■ **Set exercise**
Report every one of the lines below that contains the word "ball", copying each such line in full.

◆ ◆ ◆ ◆

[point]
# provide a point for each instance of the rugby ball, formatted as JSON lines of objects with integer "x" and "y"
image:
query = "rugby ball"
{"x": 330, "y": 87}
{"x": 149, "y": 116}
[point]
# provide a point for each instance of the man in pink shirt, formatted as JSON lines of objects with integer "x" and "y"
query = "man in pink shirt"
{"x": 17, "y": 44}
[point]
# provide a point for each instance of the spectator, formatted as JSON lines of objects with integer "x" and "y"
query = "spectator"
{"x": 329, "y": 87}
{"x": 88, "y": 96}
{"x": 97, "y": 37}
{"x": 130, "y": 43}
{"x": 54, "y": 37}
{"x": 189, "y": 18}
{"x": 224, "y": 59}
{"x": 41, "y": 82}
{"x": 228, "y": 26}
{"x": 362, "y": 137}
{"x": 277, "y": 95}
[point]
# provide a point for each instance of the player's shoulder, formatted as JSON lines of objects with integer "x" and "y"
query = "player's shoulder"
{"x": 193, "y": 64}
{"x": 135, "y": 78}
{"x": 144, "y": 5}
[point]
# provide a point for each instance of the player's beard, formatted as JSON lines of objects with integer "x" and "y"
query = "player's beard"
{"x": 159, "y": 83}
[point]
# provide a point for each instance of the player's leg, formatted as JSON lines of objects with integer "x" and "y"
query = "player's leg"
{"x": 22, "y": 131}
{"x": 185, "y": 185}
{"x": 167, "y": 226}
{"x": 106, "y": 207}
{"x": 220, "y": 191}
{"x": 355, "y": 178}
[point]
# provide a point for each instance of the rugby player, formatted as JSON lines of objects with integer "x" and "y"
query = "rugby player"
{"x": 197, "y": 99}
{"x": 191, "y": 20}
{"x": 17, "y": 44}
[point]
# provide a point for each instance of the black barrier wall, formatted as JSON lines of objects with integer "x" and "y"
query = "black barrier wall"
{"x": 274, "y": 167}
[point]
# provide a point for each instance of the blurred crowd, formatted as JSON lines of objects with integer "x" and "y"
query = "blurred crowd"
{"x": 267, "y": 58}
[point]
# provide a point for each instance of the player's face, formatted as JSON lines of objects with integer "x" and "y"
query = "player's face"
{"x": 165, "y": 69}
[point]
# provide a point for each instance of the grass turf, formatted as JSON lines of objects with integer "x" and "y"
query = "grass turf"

◆ ◆ ◆ ◆

■ **Written reply**
# provide a point for each instance of the rugby ball, formatted as JSON lines of objects with integer "x" and "y"
query = "rugby ball"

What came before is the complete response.